------ GIVEN DATA ------

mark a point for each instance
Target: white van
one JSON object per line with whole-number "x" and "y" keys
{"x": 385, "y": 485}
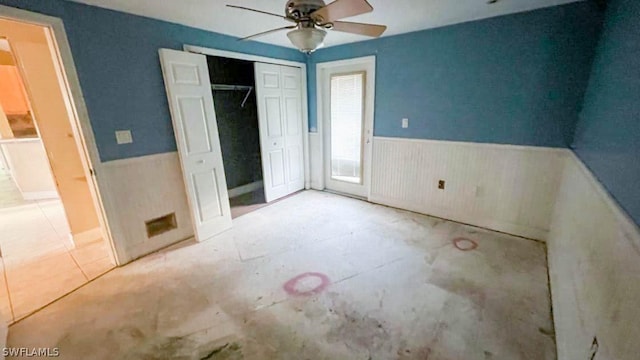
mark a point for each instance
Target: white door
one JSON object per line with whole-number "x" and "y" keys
{"x": 186, "y": 78}
{"x": 279, "y": 93}
{"x": 347, "y": 100}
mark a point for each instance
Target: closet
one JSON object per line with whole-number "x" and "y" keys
{"x": 233, "y": 89}
{"x": 239, "y": 128}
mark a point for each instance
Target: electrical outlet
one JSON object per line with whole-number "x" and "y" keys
{"x": 594, "y": 348}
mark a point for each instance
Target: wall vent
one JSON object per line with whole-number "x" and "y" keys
{"x": 161, "y": 225}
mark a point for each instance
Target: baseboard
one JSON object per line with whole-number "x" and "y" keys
{"x": 40, "y": 195}
{"x": 245, "y": 189}
{"x": 86, "y": 236}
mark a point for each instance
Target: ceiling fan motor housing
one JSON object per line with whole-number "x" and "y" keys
{"x": 301, "y": 9}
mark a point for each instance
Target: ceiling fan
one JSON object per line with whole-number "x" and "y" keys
{"x": 313, "y": 17}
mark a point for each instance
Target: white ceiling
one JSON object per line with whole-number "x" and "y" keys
{"x": 401, "y": 16}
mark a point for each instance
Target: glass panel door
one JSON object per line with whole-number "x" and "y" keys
{"x": 347, "y": 118}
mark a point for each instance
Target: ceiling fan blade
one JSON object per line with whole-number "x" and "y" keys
{"x": 359, "y": 28}
{"x": 340, "y": 9}
{"x": 258, "y": 11}
{"x": 267, "y": 32}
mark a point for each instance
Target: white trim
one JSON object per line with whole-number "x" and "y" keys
{"x": 628, "y": 225}
{"x": 346, "y": 62}
{"x": 268, "y": 60}
{"x": 245, "y": 189}
{"x": 485, "y": 223}
{"x": 86, "y": 237}
{"x": 40, "y": 195}
{"x": 475, "y": 144}
{"x": 79, "y": 120}
{"x": 18, "y": 140}
{"x": 320, "y": 68}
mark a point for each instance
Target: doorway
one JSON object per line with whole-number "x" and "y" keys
{"x": 346, "y": 100}
{"x": 52, "y": 239}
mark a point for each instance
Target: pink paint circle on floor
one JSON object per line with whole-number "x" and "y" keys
{"x": 464, "y": 244}
{"x": 306, "y": 284}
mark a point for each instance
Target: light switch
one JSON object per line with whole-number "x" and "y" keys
{"x": 124, "y": 137}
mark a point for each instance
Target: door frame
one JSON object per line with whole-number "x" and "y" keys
{"x": 78, "y": 117}
{"x": 264, "y": 59}
{"x": 321, "y": 68}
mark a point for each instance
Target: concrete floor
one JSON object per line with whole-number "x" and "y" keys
{"x": 39, "y": 261}
{"x": 315, "y": 276}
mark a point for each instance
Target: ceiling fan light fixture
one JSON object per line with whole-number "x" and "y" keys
{"x": 308, "y": 39}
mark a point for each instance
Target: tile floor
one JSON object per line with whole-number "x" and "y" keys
{"x": 40, "y": 262}
{"x": 314, "y": 276}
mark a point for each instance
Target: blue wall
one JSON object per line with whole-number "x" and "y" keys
{"x": 608, "y": 133}
{"x": 116, "y": 56}
{"x": 516, "y": 79}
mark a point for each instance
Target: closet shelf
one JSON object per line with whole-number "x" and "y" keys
{"x": 223, "y": 87}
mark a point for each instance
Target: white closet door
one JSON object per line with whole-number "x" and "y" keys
{"x": 188, "y": 87}
{"x": 294, "y": 141}
{"x": 278, "y": 89}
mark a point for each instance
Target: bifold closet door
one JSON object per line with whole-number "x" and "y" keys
{"x": 188, "y": 86}
{"x": 279, "y": 92}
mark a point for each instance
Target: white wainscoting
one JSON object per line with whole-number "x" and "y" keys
{"x": 141, "y": 189}
{"x": 594, "y": 267}
{"x": 501, "y": 187}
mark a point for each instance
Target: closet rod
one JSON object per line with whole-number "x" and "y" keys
{"x": 234, "y": 88}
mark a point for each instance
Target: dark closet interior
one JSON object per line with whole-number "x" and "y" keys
{"x": 234, "y": 97}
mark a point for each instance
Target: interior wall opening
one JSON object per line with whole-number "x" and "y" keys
{"x": 233, "y": 86}
{"x": 52, "y": 241}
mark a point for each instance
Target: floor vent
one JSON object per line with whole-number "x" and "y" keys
{"x": 161, "y": 225}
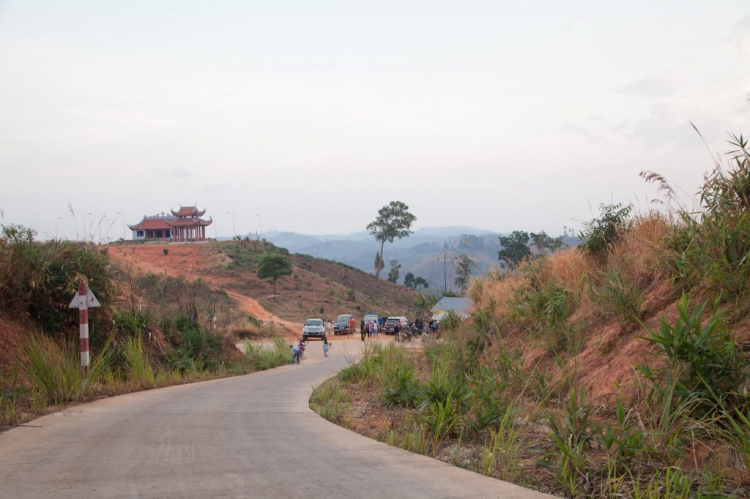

------

**REQUIREMENT:**
Pull out every line of the listing above that contains the string "wall", matching case exactly.

**FINAL RESULT:**
Target: wall vent
Target: blue wall
Target: interior wall opening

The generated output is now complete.